◆ **LIST OF TASKS**:
• 1. In the review of The Raven: Legacy of a Master Thief, why does the scent of fresh linen in the room smell slightly singed? Answer in one to three sentences.
• 2. Quote the review of The Raven: Legacy of a Master Thief starting at "Adventure games are" and ending at "England to Cairo.".
• 3. Continue the review of The Raven: Legacy of a Master Thief from the point where it stops.

◆ **DOCUMENT EXCERPT**:
⁂
Saturday, 17th August 2013 08:50 GMT By Brenna Hillier

Adventure games are old hat, but Brenna dons her non-ironic fedora and gets lost in the European charm of The Raven: Legacy of a Master Thief.

The Raven: Legacy of a Master Thief – King Art

A three-part whodunnit adventure from King Art, developer of The Book Of Unwritten Tales.

Designed to be playable by beginners and experts alike, this traditional point-and-click is set in the 1960s, was inspired by the film Catch me if You Can, and travels from England to Cairo.

One of its key points is that the story takes in both sides of the mystery; you’ll play thief and investigator.

The Raven is King Art’s largest project to date.

Although only one episode is available now, the ticket price includes all three.

Not sure if this is up your alley? Why not check out the interactive prequel?

Listen: there aren’t a lot of things I want to remember past, say, last Tuesday, but here’s what I’ve got. It’s cold; the cold you only get in a timber-frame house halfway up a mountain range on the edge of a desert, when there’s been no clouds for weeks and the air practically crackles when you move through it, it is so crystal. Every corner of the house is like a freezer except this one room, closed up tight and protected by the wheezing, burping hum of an air conditioner. It’s fighting a losing battle; it freezes over every few minutes, and then roars back into life unexpectedly, making me jump every single time. I am snuggled into a beanbag with a doonah covering every part of me except my eyes. My mum is ironing and the air is full of the scent of fresh linen, slightly singed since she is not patient with this chore. We’re watching Agatha Chirstie’s Poirot, which my mum obsessively tapes onto VHS cassettes to rewatch over and over again on nights just like this. I liked Hercule Poirot, more than Agatha Christie’s other investigators (I didn’t even know Angela Lansbury existed but don’t worry, I came around) and significantly more than the dodgy Australian cop show which was another of my mum’s favourites.
⁂
Records contained in a dataset:

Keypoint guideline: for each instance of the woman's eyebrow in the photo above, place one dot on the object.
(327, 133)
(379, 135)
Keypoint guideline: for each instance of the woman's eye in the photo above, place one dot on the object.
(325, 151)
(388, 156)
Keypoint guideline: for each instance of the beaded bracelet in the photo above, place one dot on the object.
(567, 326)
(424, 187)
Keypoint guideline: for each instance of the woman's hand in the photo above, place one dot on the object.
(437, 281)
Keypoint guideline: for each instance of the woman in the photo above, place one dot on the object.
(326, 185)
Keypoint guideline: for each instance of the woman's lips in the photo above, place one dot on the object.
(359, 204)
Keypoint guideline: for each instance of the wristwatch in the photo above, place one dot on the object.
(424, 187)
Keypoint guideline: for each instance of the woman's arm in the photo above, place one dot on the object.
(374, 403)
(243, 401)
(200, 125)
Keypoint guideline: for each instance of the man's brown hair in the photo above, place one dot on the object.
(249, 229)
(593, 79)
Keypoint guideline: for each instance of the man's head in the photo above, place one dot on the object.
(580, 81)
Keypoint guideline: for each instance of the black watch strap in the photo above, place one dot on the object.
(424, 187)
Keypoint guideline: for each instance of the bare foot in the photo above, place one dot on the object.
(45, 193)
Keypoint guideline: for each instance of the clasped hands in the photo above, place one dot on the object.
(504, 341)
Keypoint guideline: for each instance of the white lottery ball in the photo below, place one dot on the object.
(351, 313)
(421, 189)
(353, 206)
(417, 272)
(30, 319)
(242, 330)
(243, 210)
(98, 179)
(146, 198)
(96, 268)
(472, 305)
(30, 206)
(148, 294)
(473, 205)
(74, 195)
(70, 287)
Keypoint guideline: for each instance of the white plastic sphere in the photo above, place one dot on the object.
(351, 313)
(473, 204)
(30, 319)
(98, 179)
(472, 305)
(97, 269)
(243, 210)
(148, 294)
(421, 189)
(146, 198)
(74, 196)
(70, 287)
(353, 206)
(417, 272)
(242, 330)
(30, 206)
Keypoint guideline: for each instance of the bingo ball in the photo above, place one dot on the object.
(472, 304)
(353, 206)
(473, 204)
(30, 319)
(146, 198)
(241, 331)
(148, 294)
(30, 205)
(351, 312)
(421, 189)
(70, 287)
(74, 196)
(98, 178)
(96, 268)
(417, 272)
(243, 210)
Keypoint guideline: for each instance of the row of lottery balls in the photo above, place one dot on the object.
⁂
◆ **RESPONSE LIST**:
• 1. The linen smells slightly singed because the writer's mum is ironing it and is not patient with this chore.

• 2.
Adventure games are old hat, but Brenna dons her non-ironic fedora and gets lost in the European charm of The Raven: Legacy of a Master Thief.

The Raven: Legacy of a Master Thief – King Art

A three-part whodunnit adventure from King Art, developer of The Book Of Unwritten Tales.

Designed to be playable by beginners and experts alike, this traditional point-and-click is set in the 1960s, was inspired by the film Catch me if You Can, and travels from England to Cairo.

• 3.
It’s a nice memory. As the music and scenery swelled up during the opening of King Art’s new adventure, The Raven: Legacy of a Master Thief, it slammed into me with the force of the train we see curling through the mountains.

Holy shit: an adventure I actually want to play rather than endure as a necessary chore.

The mystery actually starts in the British museum, with an assault on a couple of guards and a convenient policeman, the theft of a jewel and the escape of The Raven – or at least, someone who looks like The Raven, because as we learn shortly thereafter, The Raven is no more.

Moments later we’re puffing through the Swiss countryside, through the exact same kinds of impossibly beautiful scenery so beloved of consciously European productions, listening to a very specific kind of orchestral score and coming to recognise a distinct era and aesthetic. The Raven perfectly captures the atmosphere of a particular kind of murder mystery; it’s a very cinematic or perhaps TV-specific charm, and one that should tug on the heartstrings of anyone who grew up puzzling over Murder on the Orient Express.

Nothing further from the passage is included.